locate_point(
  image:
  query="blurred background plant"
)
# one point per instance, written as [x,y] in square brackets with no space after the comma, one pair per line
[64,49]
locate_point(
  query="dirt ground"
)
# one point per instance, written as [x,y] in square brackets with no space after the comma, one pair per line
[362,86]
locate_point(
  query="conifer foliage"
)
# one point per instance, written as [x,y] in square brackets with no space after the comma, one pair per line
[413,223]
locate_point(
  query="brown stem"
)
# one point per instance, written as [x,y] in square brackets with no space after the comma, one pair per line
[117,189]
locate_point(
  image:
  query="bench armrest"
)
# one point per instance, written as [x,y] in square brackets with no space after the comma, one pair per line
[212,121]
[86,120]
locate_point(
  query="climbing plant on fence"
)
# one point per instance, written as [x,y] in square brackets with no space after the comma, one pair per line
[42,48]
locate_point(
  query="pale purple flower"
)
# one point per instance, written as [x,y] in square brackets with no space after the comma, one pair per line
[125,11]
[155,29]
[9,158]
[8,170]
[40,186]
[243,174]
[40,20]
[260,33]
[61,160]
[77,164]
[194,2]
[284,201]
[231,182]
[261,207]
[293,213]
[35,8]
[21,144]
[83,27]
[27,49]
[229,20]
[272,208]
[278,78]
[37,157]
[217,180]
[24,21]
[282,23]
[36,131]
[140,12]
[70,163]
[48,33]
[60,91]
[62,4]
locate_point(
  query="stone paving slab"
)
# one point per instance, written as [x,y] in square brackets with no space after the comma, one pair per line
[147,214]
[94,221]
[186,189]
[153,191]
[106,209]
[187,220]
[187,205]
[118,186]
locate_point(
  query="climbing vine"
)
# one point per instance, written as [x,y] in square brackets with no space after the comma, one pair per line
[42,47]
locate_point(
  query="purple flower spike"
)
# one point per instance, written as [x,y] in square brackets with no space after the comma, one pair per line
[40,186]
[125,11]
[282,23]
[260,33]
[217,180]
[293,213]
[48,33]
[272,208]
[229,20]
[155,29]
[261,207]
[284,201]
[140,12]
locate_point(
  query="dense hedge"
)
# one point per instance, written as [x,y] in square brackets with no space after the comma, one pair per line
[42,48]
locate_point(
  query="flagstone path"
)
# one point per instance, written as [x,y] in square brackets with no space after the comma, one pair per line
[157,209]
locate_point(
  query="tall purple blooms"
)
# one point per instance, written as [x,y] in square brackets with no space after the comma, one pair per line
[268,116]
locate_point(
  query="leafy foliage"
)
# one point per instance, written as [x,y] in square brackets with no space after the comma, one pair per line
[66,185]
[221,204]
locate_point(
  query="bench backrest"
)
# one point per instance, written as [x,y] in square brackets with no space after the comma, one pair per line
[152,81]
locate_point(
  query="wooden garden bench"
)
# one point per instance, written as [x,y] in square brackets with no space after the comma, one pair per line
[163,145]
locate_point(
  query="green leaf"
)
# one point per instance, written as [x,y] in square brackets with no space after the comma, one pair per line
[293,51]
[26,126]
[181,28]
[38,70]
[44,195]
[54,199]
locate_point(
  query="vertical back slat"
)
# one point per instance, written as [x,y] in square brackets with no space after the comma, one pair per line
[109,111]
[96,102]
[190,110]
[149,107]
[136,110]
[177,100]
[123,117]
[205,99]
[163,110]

◆ ACTION ITEM
Show all lines from the entries that hold "purple".

◆ YOUR SOLUTION
  query="pale purple flower"
  query="purple flower spike"
  query="tall purple blooms"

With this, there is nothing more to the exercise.